## [What to do]
Could you reproduce every row below word for word, omitting the pictures?
□ □ □
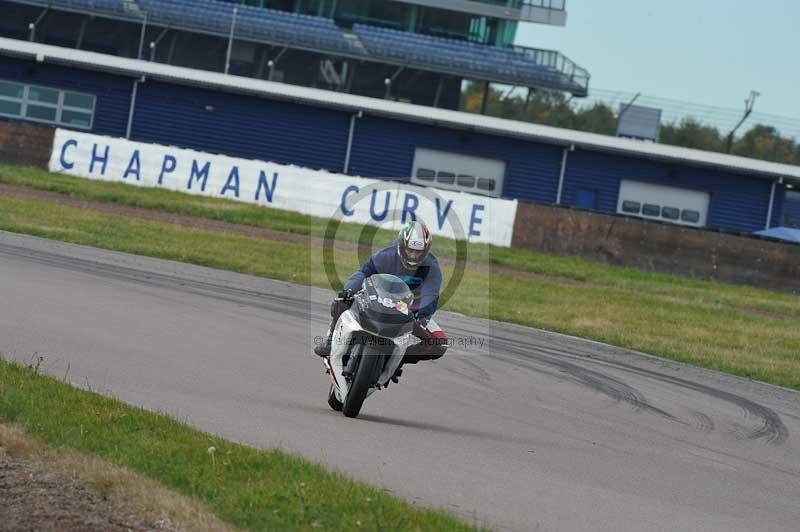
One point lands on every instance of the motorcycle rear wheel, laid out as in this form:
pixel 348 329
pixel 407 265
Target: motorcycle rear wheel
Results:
pixel 333 402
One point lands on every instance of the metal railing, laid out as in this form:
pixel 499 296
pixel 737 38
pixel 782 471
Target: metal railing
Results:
pixel 559 62
pixel 555 5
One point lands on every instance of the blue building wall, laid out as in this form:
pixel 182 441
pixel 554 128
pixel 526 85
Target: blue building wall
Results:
pixel 113 92
pixel 384 148
pixel 738 202
pixel 283 132
pixel 791 213
pixel 241 126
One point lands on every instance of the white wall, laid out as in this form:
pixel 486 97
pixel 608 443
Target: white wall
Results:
pixel 377 202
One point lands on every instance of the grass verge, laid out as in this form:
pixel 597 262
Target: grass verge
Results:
pixel 248 488
pixel 739 330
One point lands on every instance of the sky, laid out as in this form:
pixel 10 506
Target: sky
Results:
pixel 711 52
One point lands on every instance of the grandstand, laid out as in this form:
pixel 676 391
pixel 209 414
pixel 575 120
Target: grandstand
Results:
pixel 419 51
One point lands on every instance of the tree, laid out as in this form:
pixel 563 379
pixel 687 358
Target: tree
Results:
pixel 690 133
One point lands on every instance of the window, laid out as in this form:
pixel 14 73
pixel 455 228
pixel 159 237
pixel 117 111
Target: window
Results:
pixel 458 171
pixel 46 104
pixel 11 90
pixel 691 217
pixel 8 108
pixel 466 181
pixel 670 213
pixel 42 94
pixel 447 178
pixel 487 184
pixel 651 210
pixel 631 207
pixel 676 205
pixel 425 174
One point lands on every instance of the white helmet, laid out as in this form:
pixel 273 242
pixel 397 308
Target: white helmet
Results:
pixel 413 244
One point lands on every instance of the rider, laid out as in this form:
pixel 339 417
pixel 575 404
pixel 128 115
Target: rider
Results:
pixel 410 259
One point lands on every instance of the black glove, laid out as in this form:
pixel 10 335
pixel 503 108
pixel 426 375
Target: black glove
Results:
pixel 343 301
pixel 345 295
pixel 421 326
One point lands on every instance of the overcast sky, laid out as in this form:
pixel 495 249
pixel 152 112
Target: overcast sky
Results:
pixel 703 51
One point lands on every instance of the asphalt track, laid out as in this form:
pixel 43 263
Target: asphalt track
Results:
pixel 532 431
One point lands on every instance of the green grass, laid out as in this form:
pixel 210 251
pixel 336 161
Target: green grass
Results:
pixel 248 488
pixel 739 330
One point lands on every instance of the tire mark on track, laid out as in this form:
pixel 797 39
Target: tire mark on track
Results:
pixel 600 382
pixel 772 429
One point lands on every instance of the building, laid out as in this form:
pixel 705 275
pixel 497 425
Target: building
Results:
pixel 418 51
pixel 376 138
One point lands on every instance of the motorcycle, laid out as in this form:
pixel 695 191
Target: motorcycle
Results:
pixel 369 341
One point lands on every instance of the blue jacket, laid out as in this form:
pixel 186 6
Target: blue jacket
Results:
pixel 425 282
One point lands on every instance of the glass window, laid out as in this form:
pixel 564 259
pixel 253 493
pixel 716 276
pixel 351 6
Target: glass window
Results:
pixel 40 112
pixel 42 94
pixel 692 217
pixel 10 108
pixel 447 178
pixel 632 207
pixel 466 181
pixel 425 174
pixel 486 184
pixel 76 118
pixel 82 101
pixel 670 213
pixel 651 210
pixel 11 90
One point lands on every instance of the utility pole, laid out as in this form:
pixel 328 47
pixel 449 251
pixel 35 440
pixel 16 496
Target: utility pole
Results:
pixel 749 103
□ □ □
## [The solution]
One point lands on every instance of the motorcycle rear wheel, laid out as in this form:
pixel 348 329
pixel 407 265
Target: motorcycle rear wheel
Results:
pixel 333 402
One point lands on every instance of the metal railing, laid out as in this form:
pixel 499 296
pixel 737 38
pixel 782 471
Target: metal railing
Results:
pixel 559 62
pixel 555 5
One point lands on every instance of the blue building wall, laid out as in this form:
pixel 182 441
pixel 554 128
pixel 526 85
Target: blue building wall
Results:
pixel 113 92
pixel 384 148
pixel 738 202
pixel 283 132
pixel 791 213
pixel 241 126
One point lands on every instance of the white wall, laid out as in this form:
pixel 486 97
pixel 608 443
Target: white wall
Results:
pixel 377 202
One point lands on every instance of the grass verge, laid out as in this form:
pixel 597 262
Target: grass verge
Results:
pixel 248 488
pixel 739 330
One point lands on every instance of the sky, laid out as in this form:
pixel 10 506
Target: sky
Results:
pixel 711 52
One point lands on every instance of the grandstand, laid out as in this form:
pixel 676 391
pixel 209 414
pixel 575 120
Target: grandstand
Results:
pixel 419 51
One point lands on every instance of the tree, laid out as in this form:
pixel 563 379
pixel 687 358
Target: tree
Results:
pixel 690 133
One point lands on every instance of the window, laid out as in this form:
pixel 14 73
pixel 455 228
pixel 159 237
pixel 117 111
Target: window
Results:
pixel 458 171
pixel 46 104
pixel 11 90
pixel 691 217
pixel 8 108
pixel 466 181
pixel 670 213
pixel 42 94
pixel 447 178
pixel 487 184
pixel 651 210
pixel 631 207
pixel 676 205
pixel 425 174
One point lands on every instance of the white helmet, laid out as in this form:
pixel 273 242
pixel 397 308
Target: white helmet
Results:
pixel 413 244
One point lands on every instance of the rider, laid out as in this form:
pixel 339 417
pixel 575 404
pixel 128 115
Target: rider
Results:
pixel 410 259
One point lands on every instance of the black glove, laid out as in this form:
pixel 10 335
pixel 503 108
pixel 426 375
Target: black glove
Results:
pixel 343 301
pixel 345 295
pixel 421 326
One point lands on every instance of the overcast sky, laid out as in this form:
pixel 495 249
pixel 152 112
Target: overcast sky
Results:
pixel 703 51
One point lands on every instance of the asphalt track, laid out as in this form:
pixel 43 263
Target: asphalt track
Results:
pixel 532 431
One point lands on every instance of the green grass, laid out as in this form:
pixel 210 251
pixel 336 161
Target: green grass
Results:
pixel 248 488
pixel 739 330
One point lands on every instance of the tire mark on track, laid out as in this form:
pixel 797 39
Target: tire mark on track
Results:
pixel 600 382
pixel 772 429
One point lands on every instance of the building, laid out as in this form:
pixel 705 275
pixel 497 425
Target: building
Results:
pixel 418 51
pixel 376 138
One point lands on every instance of the motorcycle, laid out as in this form:
pixel 695 191
Target: motorcycle
Results:
pixel 369 341
One point lands on every instance of the blue jacket, laid out as in this form:
pixel 186 6
Target: blue jacket
Results:
pixel 425 282
One point lands on every instance of the glass window, laid out as in this form:
pixel 564 259
pixel 253 493
pixel 716 276
pixel 351 6
Target: glass window
Results:
pixel 40 112
pixel 42 94
pixel 692 217
pixel 10 108
pixel 447 178
pixel 632 207
pixel 466 181
pixel 425 174
pixel 486 184
pixel 76 118
pixel 82 101
pixel 670 213
pixel 651 210
pixel 11 90
One point lands on every instance of the utility pole, laid out as in this form:
pixel 328 47
pixel 449 251
pixel 35 440
pixel 16 496
Target: utility pole
Results:
pixel 749 103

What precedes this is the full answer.